PASSAGE PROVIDED:
Uncategorized
Brooklyn

Our favorite internet game, manygolf, is exploding and we’re shepping nachas

When good things happen to good people, the manygolf edition.

Screenshot from the game. Screenshot.

My editor and I woke up one day last week to find something drastic had occurred to our favorite internet game, manygolf. We wrote about it back in June, but for months, this mostly obscure, multiplayer game you can play in a browser would consistently have just a few people playing at a time. Occasionally it was just me and my editor, locked in a fierce duel. And then, one day last week:

All of a sudden there were all these players.

All of a sudden there were all these players. (Screenshot)


The sleepy confines of manygolf.club had exploded from two or three players to 20 and then 50 players. It was a whole new game. The manygolf of the June to August era, when my editor and I would set tee times to play against each other (for five dollars a game, I’m down $30, smh), was decidedly over. The Boing Boing story brought waves of new players and the game climbed the ranks of Reddit’s r/webgames.

DATA EXTRACT:
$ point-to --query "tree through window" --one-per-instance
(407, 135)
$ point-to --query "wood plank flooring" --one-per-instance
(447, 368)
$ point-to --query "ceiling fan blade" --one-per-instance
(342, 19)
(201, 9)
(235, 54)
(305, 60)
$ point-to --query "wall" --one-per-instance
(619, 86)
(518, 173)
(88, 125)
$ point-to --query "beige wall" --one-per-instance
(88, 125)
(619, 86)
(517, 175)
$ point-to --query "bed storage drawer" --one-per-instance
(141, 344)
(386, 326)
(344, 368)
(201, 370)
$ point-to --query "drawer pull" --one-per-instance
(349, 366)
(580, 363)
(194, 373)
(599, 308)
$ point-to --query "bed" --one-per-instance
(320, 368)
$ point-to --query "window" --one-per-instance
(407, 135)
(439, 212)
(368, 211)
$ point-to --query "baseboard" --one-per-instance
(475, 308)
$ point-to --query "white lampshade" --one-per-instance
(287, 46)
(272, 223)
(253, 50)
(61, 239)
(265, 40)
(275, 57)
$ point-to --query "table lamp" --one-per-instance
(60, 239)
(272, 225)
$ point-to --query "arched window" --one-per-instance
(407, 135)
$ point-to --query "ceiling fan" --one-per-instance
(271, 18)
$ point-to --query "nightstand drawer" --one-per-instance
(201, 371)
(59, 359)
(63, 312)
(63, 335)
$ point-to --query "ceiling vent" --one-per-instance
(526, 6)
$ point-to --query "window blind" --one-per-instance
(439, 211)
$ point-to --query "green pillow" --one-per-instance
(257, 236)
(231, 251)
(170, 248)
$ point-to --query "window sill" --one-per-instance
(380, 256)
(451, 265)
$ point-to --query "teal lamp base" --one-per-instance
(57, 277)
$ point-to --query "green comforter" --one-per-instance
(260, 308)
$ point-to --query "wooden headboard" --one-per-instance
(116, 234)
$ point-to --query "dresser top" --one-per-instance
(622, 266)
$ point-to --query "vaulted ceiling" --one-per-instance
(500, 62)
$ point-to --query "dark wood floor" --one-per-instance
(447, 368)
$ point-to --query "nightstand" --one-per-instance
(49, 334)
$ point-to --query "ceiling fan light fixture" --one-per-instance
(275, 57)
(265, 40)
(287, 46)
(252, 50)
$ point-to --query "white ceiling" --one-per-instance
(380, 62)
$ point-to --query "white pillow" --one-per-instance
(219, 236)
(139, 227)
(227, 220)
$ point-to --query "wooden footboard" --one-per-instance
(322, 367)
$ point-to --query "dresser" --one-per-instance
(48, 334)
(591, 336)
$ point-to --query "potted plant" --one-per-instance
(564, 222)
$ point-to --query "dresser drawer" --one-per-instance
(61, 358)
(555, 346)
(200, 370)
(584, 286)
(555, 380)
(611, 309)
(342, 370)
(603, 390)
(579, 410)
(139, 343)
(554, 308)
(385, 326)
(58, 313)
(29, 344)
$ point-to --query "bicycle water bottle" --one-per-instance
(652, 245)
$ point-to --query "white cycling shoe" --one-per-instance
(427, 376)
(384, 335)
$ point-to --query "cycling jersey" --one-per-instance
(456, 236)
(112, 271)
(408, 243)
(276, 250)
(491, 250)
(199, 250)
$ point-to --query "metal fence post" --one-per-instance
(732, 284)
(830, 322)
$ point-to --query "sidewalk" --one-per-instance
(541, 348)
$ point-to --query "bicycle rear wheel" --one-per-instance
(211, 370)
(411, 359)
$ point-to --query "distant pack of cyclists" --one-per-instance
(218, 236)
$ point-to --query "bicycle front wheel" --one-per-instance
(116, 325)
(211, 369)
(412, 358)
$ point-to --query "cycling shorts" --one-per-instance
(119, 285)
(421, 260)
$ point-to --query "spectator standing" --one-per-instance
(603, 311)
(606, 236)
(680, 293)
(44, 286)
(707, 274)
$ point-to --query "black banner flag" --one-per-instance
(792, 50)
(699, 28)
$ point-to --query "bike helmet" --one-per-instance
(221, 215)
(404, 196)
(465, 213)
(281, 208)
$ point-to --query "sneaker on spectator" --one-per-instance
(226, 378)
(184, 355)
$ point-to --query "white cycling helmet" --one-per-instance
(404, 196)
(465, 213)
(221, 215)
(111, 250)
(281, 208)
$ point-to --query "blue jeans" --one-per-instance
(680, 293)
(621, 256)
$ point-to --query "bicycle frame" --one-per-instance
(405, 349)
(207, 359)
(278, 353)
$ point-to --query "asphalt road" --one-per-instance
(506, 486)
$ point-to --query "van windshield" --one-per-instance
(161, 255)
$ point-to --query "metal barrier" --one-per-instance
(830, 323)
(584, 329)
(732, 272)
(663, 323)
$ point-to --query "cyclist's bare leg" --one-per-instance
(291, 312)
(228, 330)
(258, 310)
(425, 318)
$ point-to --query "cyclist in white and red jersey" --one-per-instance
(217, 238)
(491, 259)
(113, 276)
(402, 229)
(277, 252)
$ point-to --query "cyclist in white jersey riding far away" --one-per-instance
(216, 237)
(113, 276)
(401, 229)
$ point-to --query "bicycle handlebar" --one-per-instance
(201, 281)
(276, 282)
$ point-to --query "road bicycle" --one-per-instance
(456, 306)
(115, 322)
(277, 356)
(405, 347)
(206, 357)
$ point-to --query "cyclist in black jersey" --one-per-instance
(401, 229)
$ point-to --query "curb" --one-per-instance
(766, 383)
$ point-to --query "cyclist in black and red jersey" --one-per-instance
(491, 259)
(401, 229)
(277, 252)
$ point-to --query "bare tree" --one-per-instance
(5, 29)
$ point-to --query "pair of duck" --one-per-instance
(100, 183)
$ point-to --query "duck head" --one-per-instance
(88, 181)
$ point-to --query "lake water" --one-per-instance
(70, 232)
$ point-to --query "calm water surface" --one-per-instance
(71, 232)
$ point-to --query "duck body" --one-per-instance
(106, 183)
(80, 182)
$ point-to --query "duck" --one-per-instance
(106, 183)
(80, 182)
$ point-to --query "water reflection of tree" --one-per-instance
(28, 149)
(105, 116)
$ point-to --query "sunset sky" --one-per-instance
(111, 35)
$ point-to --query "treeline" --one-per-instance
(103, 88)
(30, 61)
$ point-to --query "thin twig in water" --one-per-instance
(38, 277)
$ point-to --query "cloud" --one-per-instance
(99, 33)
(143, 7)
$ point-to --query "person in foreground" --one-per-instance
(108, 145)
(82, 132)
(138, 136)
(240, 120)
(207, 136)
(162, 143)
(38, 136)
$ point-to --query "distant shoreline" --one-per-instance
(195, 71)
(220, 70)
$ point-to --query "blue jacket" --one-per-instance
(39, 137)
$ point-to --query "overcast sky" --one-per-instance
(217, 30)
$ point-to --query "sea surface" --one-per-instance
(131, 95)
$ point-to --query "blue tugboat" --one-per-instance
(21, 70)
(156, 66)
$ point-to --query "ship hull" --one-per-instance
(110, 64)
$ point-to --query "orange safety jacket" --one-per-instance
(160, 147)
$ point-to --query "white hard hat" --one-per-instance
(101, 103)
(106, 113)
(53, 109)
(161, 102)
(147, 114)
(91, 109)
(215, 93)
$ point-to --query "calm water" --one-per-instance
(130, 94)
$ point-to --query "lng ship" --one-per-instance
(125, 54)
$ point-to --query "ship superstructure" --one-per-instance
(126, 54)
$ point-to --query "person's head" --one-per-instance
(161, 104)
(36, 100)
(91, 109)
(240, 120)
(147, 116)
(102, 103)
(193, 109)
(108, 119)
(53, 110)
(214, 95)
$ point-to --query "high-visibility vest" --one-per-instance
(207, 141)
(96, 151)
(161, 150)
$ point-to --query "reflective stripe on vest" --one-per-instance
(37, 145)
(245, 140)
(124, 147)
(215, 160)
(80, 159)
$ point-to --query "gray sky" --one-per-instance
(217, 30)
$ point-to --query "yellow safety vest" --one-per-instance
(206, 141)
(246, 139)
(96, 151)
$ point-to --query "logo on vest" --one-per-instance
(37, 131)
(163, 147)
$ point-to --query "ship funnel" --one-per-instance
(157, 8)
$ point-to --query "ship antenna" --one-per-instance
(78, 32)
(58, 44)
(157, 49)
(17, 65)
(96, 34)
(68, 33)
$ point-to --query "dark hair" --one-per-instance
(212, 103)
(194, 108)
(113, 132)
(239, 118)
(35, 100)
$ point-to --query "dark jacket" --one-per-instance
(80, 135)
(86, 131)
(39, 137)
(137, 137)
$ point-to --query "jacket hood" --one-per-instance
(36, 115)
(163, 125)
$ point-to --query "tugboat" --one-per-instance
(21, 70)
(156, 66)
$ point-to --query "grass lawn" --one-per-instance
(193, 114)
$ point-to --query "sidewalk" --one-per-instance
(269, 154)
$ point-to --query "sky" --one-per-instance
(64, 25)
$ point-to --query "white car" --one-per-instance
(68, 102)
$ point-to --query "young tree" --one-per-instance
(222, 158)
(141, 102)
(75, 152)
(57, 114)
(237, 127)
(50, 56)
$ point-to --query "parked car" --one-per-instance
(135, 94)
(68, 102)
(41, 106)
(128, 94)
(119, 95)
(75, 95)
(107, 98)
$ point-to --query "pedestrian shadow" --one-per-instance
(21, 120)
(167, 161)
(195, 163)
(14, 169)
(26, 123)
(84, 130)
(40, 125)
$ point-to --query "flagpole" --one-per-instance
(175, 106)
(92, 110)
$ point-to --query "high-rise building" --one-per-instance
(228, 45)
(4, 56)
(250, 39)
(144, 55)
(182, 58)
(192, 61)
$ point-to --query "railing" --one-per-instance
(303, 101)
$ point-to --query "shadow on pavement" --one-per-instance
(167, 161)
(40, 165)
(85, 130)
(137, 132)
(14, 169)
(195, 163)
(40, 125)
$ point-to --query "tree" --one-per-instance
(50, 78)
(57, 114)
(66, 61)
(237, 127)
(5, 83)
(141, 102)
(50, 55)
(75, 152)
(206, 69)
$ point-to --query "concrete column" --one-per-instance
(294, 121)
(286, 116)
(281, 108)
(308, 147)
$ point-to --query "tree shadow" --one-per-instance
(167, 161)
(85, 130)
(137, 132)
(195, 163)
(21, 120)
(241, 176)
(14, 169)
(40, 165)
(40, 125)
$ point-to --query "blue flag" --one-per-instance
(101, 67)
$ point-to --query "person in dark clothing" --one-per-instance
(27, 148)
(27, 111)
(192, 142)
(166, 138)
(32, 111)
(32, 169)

PROBLEM TO SOLVE:
According to the manygolf article, what caused the sudden surge in players? Answer in one to three sentences. The material has no connection to the manygolf article.

SOLUTION FOR THIS EXERCISE:
A Boing Boing story brought waves of new players, and the game climbed the ranks of Reddit's r/webgames. As a result, the game went from two or three players to 20 and then 50.